Exercise aim: Locate every line in the listing below that contains the string "gold" and copy each of those lines.

====== Material provided

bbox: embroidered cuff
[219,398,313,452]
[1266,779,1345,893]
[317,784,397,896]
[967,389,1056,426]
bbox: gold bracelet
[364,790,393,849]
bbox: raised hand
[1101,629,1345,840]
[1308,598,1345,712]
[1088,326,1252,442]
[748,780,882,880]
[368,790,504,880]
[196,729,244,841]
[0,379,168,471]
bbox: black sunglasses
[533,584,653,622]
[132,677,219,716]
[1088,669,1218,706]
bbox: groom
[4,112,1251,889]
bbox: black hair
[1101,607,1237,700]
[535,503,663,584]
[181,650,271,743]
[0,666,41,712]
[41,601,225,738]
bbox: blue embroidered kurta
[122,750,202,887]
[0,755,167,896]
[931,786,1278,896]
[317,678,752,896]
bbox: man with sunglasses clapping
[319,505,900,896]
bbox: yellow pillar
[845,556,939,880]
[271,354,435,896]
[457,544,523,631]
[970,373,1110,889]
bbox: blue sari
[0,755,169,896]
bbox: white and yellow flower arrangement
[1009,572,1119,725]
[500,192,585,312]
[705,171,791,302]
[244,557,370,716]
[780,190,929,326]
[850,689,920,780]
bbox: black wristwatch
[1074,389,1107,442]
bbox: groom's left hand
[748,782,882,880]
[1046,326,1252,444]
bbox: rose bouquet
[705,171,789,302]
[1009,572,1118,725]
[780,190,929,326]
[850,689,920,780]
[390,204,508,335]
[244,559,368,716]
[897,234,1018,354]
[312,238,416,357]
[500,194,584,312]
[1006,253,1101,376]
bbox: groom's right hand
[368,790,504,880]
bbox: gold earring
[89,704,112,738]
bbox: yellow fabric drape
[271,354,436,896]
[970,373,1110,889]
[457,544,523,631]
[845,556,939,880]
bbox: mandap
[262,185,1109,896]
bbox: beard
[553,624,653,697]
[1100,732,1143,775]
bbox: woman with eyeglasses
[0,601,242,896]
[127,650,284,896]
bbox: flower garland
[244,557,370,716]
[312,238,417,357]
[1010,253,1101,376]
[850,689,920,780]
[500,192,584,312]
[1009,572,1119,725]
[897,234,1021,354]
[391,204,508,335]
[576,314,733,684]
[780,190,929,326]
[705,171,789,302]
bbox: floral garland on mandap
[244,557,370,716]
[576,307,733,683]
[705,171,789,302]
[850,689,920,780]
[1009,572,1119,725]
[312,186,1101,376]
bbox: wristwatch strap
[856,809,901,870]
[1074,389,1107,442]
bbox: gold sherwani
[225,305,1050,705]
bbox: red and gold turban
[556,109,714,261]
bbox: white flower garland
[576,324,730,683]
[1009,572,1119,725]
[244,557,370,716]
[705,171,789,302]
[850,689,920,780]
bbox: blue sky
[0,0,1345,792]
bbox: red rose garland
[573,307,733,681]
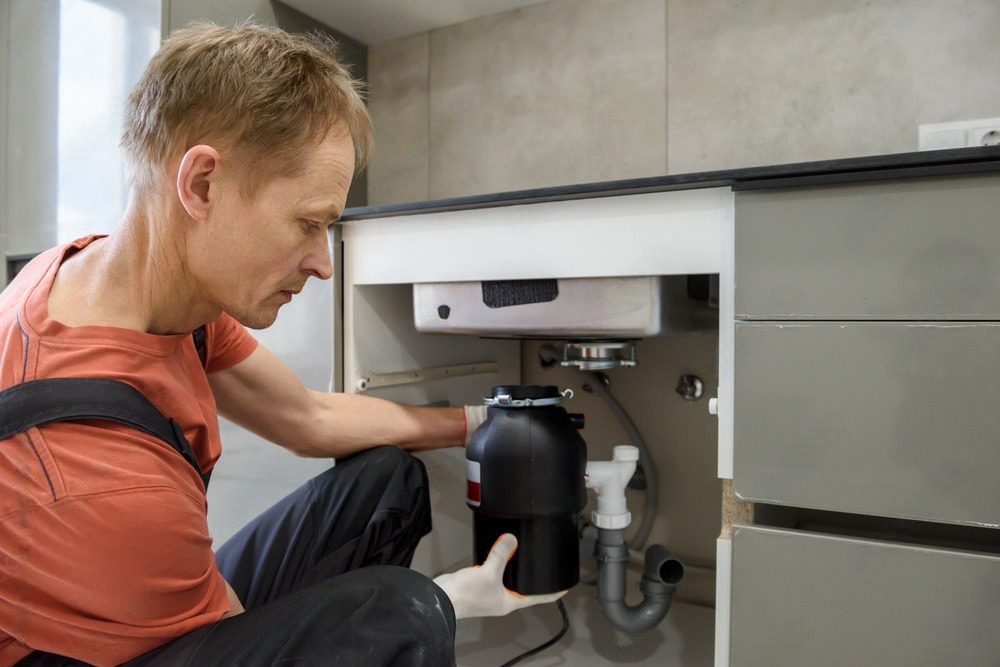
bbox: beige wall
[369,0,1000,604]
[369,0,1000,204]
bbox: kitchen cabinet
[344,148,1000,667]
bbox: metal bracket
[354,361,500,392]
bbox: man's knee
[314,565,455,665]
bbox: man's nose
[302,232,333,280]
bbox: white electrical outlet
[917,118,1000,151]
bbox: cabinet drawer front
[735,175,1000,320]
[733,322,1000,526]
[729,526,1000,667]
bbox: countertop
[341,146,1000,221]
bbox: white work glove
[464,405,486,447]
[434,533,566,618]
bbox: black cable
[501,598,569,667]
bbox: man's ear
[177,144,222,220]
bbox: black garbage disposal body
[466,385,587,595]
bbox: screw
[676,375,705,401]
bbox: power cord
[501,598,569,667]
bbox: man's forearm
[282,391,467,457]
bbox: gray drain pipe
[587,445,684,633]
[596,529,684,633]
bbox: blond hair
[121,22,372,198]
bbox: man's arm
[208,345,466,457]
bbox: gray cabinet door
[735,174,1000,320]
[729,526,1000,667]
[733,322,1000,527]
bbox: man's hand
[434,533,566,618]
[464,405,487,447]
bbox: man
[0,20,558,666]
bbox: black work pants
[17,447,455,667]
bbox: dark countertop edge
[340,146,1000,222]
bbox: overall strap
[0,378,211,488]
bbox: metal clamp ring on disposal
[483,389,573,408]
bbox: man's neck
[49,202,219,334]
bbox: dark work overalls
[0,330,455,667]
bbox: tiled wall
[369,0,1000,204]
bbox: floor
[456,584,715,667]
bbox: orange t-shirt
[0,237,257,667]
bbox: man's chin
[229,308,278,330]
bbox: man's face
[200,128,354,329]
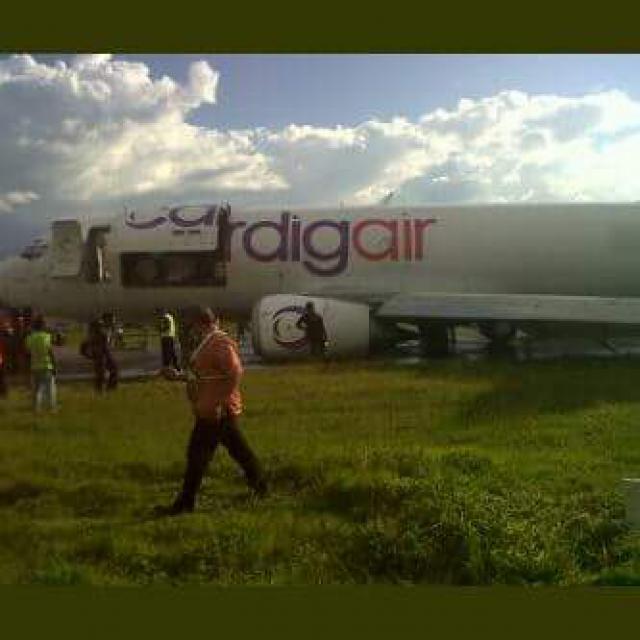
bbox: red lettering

============

Answer to this problem:
bbox: gold bracelet
bbox: gold earring
bbox: gold sherwani
bbox: red and gold turban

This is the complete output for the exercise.